(Records from a data source)
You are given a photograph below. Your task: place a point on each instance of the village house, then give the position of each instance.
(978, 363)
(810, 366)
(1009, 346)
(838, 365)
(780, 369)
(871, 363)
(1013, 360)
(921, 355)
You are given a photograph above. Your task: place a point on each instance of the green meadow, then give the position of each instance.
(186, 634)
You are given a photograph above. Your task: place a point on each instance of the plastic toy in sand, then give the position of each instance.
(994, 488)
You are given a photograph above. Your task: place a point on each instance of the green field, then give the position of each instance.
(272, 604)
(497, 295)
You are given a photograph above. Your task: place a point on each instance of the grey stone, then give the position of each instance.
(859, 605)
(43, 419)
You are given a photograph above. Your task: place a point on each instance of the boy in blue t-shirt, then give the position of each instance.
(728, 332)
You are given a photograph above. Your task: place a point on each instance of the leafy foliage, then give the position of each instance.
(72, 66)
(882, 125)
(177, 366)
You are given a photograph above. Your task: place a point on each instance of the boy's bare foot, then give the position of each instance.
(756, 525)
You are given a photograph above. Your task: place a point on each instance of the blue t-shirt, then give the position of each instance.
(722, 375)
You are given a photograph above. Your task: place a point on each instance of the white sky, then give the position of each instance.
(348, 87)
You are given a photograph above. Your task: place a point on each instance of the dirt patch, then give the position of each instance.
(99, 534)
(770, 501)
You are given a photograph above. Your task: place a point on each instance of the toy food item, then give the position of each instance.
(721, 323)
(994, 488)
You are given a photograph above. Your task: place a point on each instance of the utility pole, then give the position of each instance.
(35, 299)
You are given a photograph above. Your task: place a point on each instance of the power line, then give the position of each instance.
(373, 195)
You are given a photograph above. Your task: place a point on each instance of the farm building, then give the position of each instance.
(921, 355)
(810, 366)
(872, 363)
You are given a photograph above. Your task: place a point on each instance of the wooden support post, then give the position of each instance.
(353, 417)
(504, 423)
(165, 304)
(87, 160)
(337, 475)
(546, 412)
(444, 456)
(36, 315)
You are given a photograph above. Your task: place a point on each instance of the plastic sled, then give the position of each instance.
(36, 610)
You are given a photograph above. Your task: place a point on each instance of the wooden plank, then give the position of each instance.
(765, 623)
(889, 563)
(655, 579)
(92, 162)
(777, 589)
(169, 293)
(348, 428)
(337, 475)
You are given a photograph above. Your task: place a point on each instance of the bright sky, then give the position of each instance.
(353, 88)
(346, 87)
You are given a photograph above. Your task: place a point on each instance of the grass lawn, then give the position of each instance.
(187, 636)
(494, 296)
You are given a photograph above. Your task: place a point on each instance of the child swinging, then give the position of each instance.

## TASK INSTRUCTIONS
Every record above needs to be repeated word for word.

## SOLUTION
You are given a photograph below. Your task: place a point on each instance of the village house, then give the position of each instance.
(978, 363)
(810, 366)
(1009, 346)
(838, 365)
(780, 369)
(871, 363)
(1013, 360)
(921, 355)
You are given a photograph above. Your task: place a point on each instance of the green meadow, then give the position of each instance.
(186, 634)
You are given a photograph above. Your task: place a point on each instance of the plastic toy in sand, then give the position of each instance.
(994, 488)
You are given a photograph above. Your task: place a point on each instance of the green field, then give the position of each instance.
(272, 604)
(497, 295)
You are given a photograph above. Your task: place a point on each instance of the grey stone, then give the position of each instance.
(859, 605)
(43, 419)
You are given a photograph above. Your task: place a point on each instance of the boy in blue t-shirt, then give the position of each instance.
(728, 332)
You are given a photograph above. Your task: place a point on each instance of the leafy foliage, then give the position of each instance.
(72, 66)
(882, 125)
(177, 366)
You are given a photograph above. Your task: place a point on each instance of the boy's bare foot, then give the position of each instance.
(756, 525)
You are given a photograph above. Your task: place a point on each instance of the blue t-shirt, then give the position of each instance.
(722, 375)
You are given a photograph above. Your task: place a point on each instance of the white sky, then give the position of each instance.
(348, 87)
You are given a photograph above. Your task: place a point on each instance of the dirt patch, then give the position of each instance.
(99, 534)
(770, 501)
You are given a photograph above. Your task: place a point on each instance of the toy food item, then give the position of each instance.
(721, 323)
(994, 488)
You are given a photograph above. Your task: place a point on each instance of the utility pole, then give the position of each instance.
(35, 299)
You are given a photograph above. Your task: place a point on each instance of the power line, then give the position of each instance.
(373, 195)
You are given a photograph above. Your task: place a point on each instance of the farm building, then give the position of each instance.
(921, 355)
(810, 366)
(872, 363)
You are given a photograph above. Your task: place a point on each instance of the wooden support post, then give the position of each instance.
(353, 417)
(504, 423)
(165, 304)
(87, 160)
(337, 475)
(546, 412)
(444, 456)
(36, 315)
You are given a photograph above. Your task: place a point on each instance of the plastic sled, then give the position of each instance.
(36, 610)
You are given a photograph above. Your task: place a point on each instance of the wooden plank, then give the position of each instance.
(765, 623)
(889, 563)
(655, 579)
(92, 162)
(777, 589)
(169, 293)
(348, 428)
(337, 475)
You are given a photograph above. Your task: place a point on each instance of the bright sky, then give the position of each instance.
(353, 88)
(346, 87)
You are given a photograph above. Your task: place a point on each instance of the grass lawn, then give the position of each instance.
(187, 636)
(494, 296)
You are given a photograph above. Your task: place a point on each instance of the child swinging, then give the position of each instance.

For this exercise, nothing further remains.